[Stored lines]
┌──
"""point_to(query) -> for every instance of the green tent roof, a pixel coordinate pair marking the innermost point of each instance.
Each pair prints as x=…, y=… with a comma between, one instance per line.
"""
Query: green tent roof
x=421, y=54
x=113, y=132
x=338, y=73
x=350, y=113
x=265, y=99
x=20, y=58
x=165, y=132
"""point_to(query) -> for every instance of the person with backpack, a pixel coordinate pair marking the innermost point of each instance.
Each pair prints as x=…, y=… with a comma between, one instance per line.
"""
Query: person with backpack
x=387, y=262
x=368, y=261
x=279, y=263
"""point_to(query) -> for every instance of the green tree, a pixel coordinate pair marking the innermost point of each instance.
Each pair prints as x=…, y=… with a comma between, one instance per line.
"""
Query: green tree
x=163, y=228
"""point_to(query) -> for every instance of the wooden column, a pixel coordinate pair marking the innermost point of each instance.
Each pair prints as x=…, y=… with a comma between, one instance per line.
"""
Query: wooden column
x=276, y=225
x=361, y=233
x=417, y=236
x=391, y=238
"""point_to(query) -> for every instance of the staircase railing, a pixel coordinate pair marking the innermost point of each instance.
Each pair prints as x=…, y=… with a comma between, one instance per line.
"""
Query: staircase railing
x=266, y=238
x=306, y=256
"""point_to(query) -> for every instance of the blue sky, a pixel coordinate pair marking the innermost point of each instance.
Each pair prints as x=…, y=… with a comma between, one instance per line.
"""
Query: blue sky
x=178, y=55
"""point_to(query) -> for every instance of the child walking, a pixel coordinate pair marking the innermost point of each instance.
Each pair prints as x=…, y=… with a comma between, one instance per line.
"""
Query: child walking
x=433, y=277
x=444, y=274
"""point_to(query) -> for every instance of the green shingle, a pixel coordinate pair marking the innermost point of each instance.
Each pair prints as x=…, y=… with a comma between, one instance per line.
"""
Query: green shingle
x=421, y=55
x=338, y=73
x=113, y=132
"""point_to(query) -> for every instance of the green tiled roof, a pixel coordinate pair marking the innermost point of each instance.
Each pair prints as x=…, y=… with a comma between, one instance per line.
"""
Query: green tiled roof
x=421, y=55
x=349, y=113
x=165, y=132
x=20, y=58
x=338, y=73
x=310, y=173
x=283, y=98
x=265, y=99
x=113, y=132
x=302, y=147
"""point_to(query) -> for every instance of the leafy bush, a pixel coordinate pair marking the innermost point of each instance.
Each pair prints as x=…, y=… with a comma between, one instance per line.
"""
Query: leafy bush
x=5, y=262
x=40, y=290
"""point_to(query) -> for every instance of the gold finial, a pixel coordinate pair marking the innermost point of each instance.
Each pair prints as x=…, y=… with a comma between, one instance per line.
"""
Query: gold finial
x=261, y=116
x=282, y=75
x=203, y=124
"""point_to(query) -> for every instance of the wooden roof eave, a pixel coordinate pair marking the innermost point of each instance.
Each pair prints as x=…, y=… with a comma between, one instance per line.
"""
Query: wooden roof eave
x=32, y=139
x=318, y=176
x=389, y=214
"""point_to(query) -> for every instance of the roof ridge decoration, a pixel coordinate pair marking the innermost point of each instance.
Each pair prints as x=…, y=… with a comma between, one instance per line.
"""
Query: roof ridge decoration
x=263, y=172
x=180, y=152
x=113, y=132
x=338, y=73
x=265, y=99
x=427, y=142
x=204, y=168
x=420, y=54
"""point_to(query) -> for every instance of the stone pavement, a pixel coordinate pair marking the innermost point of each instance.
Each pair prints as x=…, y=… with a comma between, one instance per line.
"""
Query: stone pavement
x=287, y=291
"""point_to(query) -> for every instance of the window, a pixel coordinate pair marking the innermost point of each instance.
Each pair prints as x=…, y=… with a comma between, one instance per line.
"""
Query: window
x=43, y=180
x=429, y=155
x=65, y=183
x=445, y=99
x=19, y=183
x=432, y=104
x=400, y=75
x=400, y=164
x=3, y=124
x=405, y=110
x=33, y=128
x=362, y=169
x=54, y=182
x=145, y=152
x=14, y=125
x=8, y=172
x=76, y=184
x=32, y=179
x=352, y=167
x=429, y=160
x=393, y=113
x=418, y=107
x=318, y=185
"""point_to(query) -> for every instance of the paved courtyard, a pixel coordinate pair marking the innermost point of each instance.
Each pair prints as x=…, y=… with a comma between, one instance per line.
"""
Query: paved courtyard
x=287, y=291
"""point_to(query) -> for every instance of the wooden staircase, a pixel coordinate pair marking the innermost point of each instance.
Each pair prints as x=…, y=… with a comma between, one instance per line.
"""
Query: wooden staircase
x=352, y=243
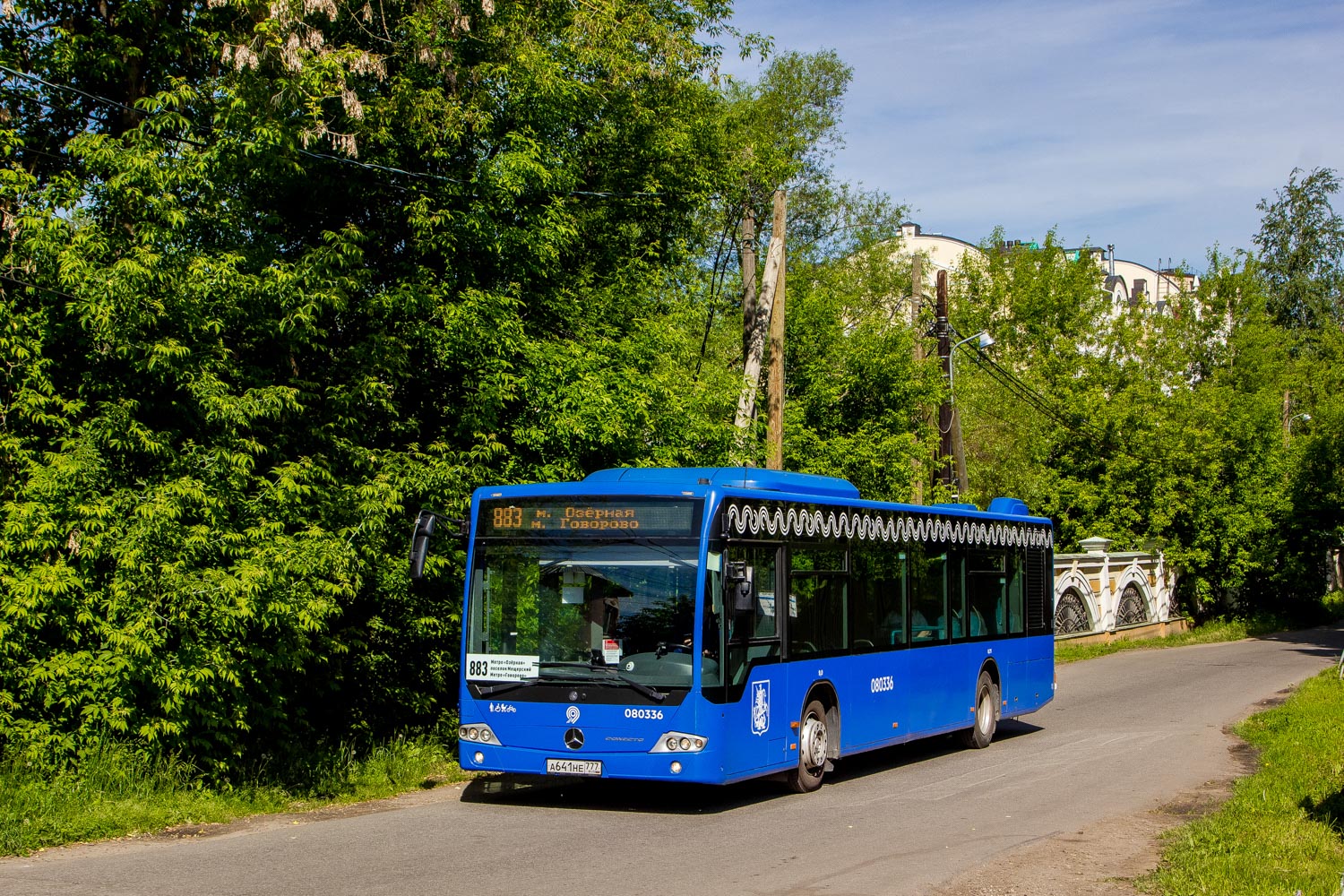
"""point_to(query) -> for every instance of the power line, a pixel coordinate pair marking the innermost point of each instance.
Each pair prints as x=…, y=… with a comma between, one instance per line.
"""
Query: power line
x=344, y=160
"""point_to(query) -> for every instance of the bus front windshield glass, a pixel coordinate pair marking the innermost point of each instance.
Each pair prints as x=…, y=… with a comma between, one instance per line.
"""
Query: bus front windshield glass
x=582, y=610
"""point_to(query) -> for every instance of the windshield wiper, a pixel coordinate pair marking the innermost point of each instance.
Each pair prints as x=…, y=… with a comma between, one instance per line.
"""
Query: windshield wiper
x=661, y=548
x=507, y=685
x=593, y=667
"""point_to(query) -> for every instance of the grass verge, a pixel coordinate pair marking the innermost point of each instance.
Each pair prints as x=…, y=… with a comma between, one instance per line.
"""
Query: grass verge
x=117, y=791
x=1282, y=831
x=1211, y=632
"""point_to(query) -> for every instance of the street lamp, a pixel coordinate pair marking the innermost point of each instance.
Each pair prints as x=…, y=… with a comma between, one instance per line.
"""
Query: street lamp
x=986, y=340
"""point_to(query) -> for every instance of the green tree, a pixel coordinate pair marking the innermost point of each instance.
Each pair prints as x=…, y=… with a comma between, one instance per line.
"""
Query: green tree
x=1301, y=242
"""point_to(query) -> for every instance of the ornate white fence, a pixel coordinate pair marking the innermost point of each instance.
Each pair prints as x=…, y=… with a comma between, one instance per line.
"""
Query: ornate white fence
└──
* _Work to be completed_: Copy all of the lines above word for word, leaving out the pictures.

* _Exercise output_:
"""point_to(query) -> for every instance of the green tent roof, a pixel coordinate pair marking the innermost point of each instance.
Each pair prints as x=…, y=… with a comma between, one instance per line.
"""
Query: green tent roof
x=421, y=54
x=113, y=132
x=338, y=73
x=350, y=113
x=265, y=99
x=20, y=58
x=165, y=132
"""point_to(query) -> for every instance of the person with backpack, a pixel coordinate pair marking the innermost point of each instance.
Each pair prints as x=…, y=… with a comma between, one instance per line.
"""
Query: person with backpack
x=387, y=262
x=368, y=261
x=279, y=263
"""point_to(query) -> for every instance of the green tree, a pixel coordinate pair marking the innermost point of each instance.
Each pair prints as x=…, y=… with a comma between, one instance per line.
"""
Query: green tree
x=163, y=228
"""point_to(query) -> for every instance of the wooden column, a pixel coordinate pair marking the innermost point of each instance.
Each pair prints as x=…, y=… with a comma between, one instance per line.
"""
Query: wooden column
x=276, y=225
x=361, y=233
x=417, y=236
x=391, y=238
"""point_to(query) -> for every instance of the staircase railing, a pixel coordinate pair marking the innermost point of each instance.
Each pair prints as x=…, y=… with a comma between, one instance per line.
"""
Query: staircase railing
x=266, y=238
x=306, y=256
"""point_to(query) -> for every instance of the blue sky, a pixel coordinate pair marking the innermost point of each instance.
Each pair prints as x=…, y=… with a comma between, one instance per line.
"""
Query: blue sky
x=178, y=55
"""point_to(query) -> for every instance of the child walking, a pixel coordinate pair marking the innermost point of each instance.
Each pair prints as x=…, y=… with a comma between, one instance per line.
"""
Query: child walking
x=433, y=277
x=444, y=274
"""point_to(query) -> for every instance of the green shingle, a pixel coordinate pair marking the innermost point of each instance.
Each pair prints as x=…, y=… with a comma between, one instance per line.
"""
Query: green shingle
x=421, y=55
x=338, y=73
x=113, y=132
"""point_to(query) -> for every instance of the green tiled roof, a pixel coordinate pair marking the innermost point of each instance.
Each pair prints as x=…, y=… with a comma between, one instance per line.
"""
Query: green tiled roof
x=421, y=55
x=349, y=113
x=165, y=132
x=20, y=58
x=338, y=73
x=310, y=173
x=283, y=98
x=265, y=99
x=113, y=132
x=302, y=147
"""point_to(query) -> for every instance of the leafy bush, a pixel coordinate pair marking the innermost point of each instance.
Each pair prints as x=…, y=… with a comma between, one instance per line.
"""
Query: leafy bush
x=5, y=262
x=40, y=290
"""point_to(query) -> for every instance of the gold finial, a pixel coordinate pair marking the innermost point of each instance.
Each pair prints as x=…, y=… with a comma between, one instance per line.
"""
Query: gold finial
x=261, y=116
x=282, y=75
x=203, y=124
"""point_to(query) -> for every instance of the wooden roof eave, a pixel coordinate pair marking the innermost point of each instance.
Each pair prints as x=…, y=… with a comma between, one instance per line.
"""
Query: wooden roof eave
x=32, y=139
x=318, y=176
x=389, y=214
"""point_to(query) -> for every instance of the roof ridge decoration, a pixel coordinate pair marking the innermost point of each instance.
Each pair prints as x=…, y=… with a comma between, one instance per line.
"""
Query: roof ridge decoration
x=263, y=172
x=180, y=152
x=113, y=132
x=338, y=73
x=265, y=99
x=427, y=142
x=204, y=168
x=420, y=54
"""point_to(query) -> for every instance of the stone pavement, a pixel coordinate pair marking the innermost point of each instance.
Each pair prints as x=…, y=… with a comma between, one instance per line.
"""
Query: stone pavement
x=287, y=291
"""point_to(query) -> for every instance of the window, a pixel coordinate pair marking the innermost point of each instance.
Each pair prints as x=…, y=… with a comma between, one instance per line.
"""
Query: window
x=43, y=180
x=429, y=155
x=65, y=183
x=445, y=99
x=19, y=183
x=432, y=104
x=400, y=75
x=400, y=164
x=3, y=124
x=405, y=110
x=33, y=128
x=362, y=169
x=54, y=182
x=145, y=152
x=14, y=125
x=8, y=172
x=76, y=184
x=32, y=179
x=352, y=167
x=429, y=160
x=393, y=113
x=418, y=107
x=318, y=185
"""point_to(query) -> for every instance of the paved courtyard, a pixel coordinate pair marking the innermost point of each instance.
Each pair prints as x=…, y=… with a comma between, one instance per line.
"""
Query: paved courtyard
x=287, y=291
"""point_to(query) -> for every instance of the wooden staircase, a pixel coordinate pair marking the innermost point of each instance.
Each pair prints as x=…, y=… with a comma between, one instance per line.
"""
Query: wooden staircase
x=352, y=243
"""point_to(query) -> for every instance of the power line, a pixel coordinate pair marking the innermost point of each instance.
Each pair prints as x=…, y=… with a comma between, one instance per line.
"""
Query: power line
x=344, y=160
"""point_to(query) -> for every instance of the bus front windshield glass, a pixel coordinate pair marking the innermost point of each instance.
Each pair prints as x=…, y=… with a comma between, one instance per line.
"""
Query: bus front windshield glass
x=582, y=610
"""point_to(query) -> for every instance of the windshield wiper, a pixel coordinate pair marking the innermost point of each instance.
Each pair prints as x=…, y=… with a comma between, one instance per line.
"""
Query: windshield wiper
x=661, y=548
x=507, y=685
x=593, y=667
"""point_to(query) -> for every instance of the grass verge, a pixel coordinate pair marking the innermost point of each instance.
Each pair prints as x=…, y=… with a comma between, one instance per line.
"""
Query: grass verge
x=117, y=791
x=1282, y=831
x=1211, y=632
"""point_to(query) -> for every instance of the street lamp, a pixel coordinate pair marking the innermost point of each instance.
Each pair prints as x=…, y=… with a comma between, one instance per line.
"""
Query: street lamp
x=986, y=340
"""point_to(query) -> for every instance of the green tree, a pixel coordinate pair marking the innermost point of each instance.
Each pair prints as x=…, y=… with a comma between, one instance per line.
"""
Query: green tree
x=1301, y=242
"""point_to(query) -> for every instance of the ornate white fence, a pixel coordinate pair marking the innermost point of each instance.
Each pair prints as x=…, y=… with a comma between, one instance per line.
"""
Query: ornate white fence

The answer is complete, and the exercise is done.